*Task directions*. Revise all of the rows below by replacing "Enumerate" with "List" and leaving every other part unchanged. Leave the pictures out of your answer.
START Dataset records
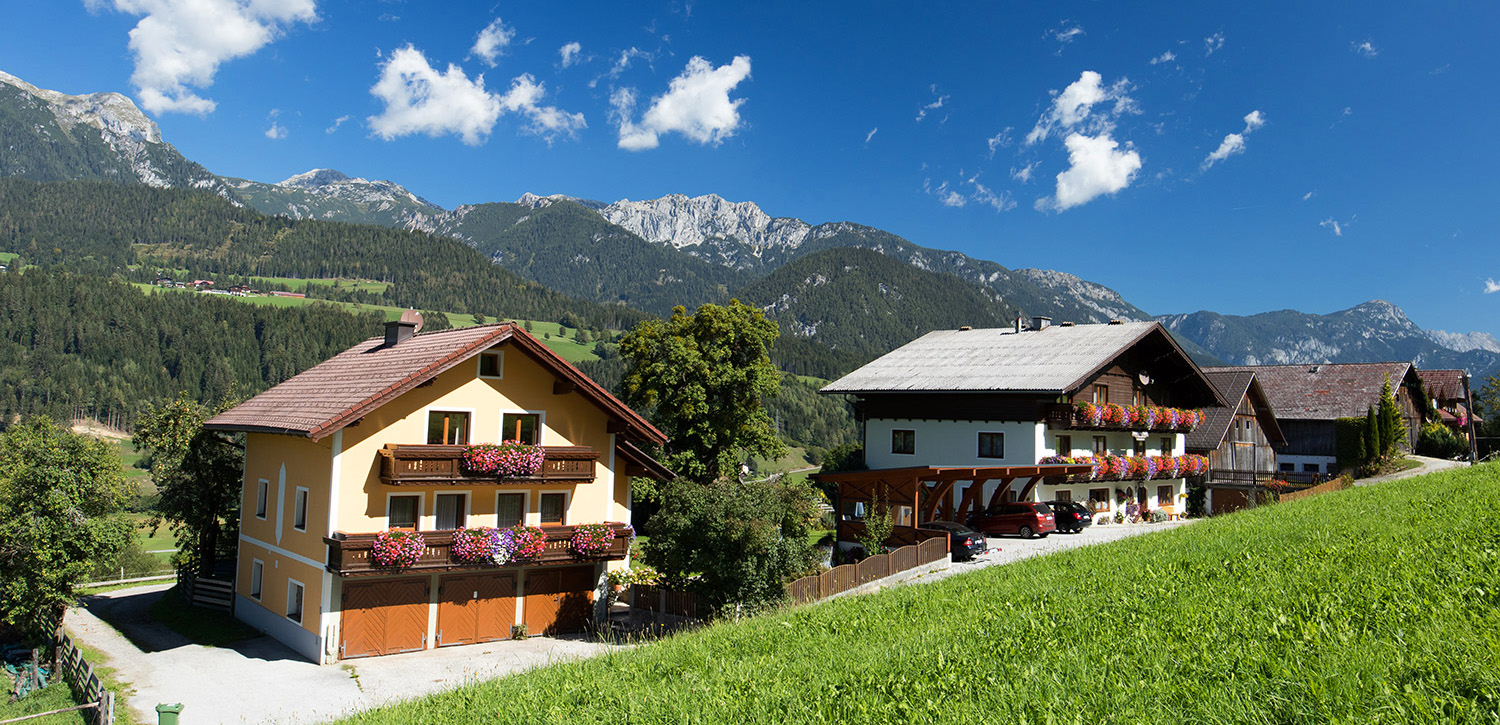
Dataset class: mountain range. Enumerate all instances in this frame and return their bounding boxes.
[0,72,1500,382]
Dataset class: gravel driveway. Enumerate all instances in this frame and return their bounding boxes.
[66,584,617,725]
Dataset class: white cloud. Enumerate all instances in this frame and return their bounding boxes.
[470,18,516,68]
[609,56,750,152]
[558,42,584,68]
[368,45,501,146]
[1203,110,1266,170]
[986,126,1013,159]
[89,0,318,116]
[1026,71,1137,146]
[1047,20,1085,56]
[917,84,948,123]
[1203,33,1224,57]
[1037,134,1140,212]
[500,74,588,144]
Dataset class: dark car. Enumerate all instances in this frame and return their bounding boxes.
[1047,501,1094,533]
[923,521,990,561]
[969,501,1058,539]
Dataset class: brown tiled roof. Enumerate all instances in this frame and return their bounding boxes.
[204,323,666,443]
[1418,371,1469,401]
[1187,368,1286,450]
[1203,362,1413,420]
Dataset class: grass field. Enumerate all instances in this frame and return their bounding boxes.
[132,278,599,363]
[337,465,1500,723]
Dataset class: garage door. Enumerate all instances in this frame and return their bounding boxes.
[339,579,428,659]
[525,566,594,635]
[438,573,516,647]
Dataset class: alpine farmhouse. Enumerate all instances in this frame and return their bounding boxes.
[207,318,672,663]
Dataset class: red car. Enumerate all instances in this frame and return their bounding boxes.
[969,501,1058,539]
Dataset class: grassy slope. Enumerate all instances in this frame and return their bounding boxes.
[340,465,1500,723]
[134,278,599,363]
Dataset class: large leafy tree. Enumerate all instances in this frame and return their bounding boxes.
[135,398,245,573]
[620,300,786,483]
[0,416,132,636]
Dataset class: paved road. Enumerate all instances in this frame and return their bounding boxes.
[66,584,615,725]
[1355,455,1469,486]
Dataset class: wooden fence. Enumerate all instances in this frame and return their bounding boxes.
[1277,479,1349,503]
[786,536,948,603]
[54,627,114,725]
[177,569,234,612]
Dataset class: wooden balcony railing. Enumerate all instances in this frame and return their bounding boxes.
END Dataset records
*Problem solution*.
Dataset class: mountain range. List all instances in this frame and return their bounding boxes.
[0,72,1500,382]
Dataset class: gravel driveway. List all instances in this frame and return their bounding boxes.
[66,584,617,725]
Dataset class: white cloud. List all instances in this frame and return their bounding boxes.
[470,18,516,68]
[609,56,750,152]
[558,42,584,68]
[368,45,501,146]
[1203,110,1266,170]
[986,126,1013,159]
[89,0,318,116]
[1026,71,1137,146]
[1047,20,1085,56]
[917,84,948,123]
[1203,33,1224,57]
[1037,134,1140,212]
[500,74,588,144]
Dataset class: dark car. List all instances in this frame and return their bounding boxes.
[1047,501,1094,533]
[923,521,990,561]
[969,501,1058,539]
Dataset class: brown tiled roof. List all instances in this frame and return their bounding boxes.
[204,323,666,443]
[1418,371,1469,401]
[1187,368,1286,450]
[1203,362,1413,420]
Dataset class: grass field. List all instances in this frame and return their bounding boxes.
[132,278,599,363]
[337,465,1500,723]
Dataset class: garage door. List all instances in this frame and return their bounding boxes.
[339,579,428,659]
[525,566,594,635]
[438,573,516,647]
Dataset class: alpine farmhouse. List all instances in this frame and return their bounding boxes.
[207,318,672,663]
Dataset class: red car. List all instances in this frame and return their bounding boxes.
[969,501,1058,539]
Dataset class: grassy slope. List all instances in this frame and return their bounding boxes.
[340,465,1500,723]
[134,278,599,363]
Dataset class: large leafy tree. List all instances in this frame and return their bounding boxes.
[135,398,245,573]
[620,300,786,483]
[0,416,132,636]
Dataset class: paved road. List all instances in this frame and return their bounding boxes.
[66,584,615,725]
[1355,455,1469,486]
Dataset class: wooden fence. List all instances in this frame and return their bounding boxes.
[1277,479,1349,503]
[786,536,948,603]
[54,627,114,725]
[177,569,234,612]
Dataset class: wooden balcony railing. List all instances in this frame and return their bounding boxes.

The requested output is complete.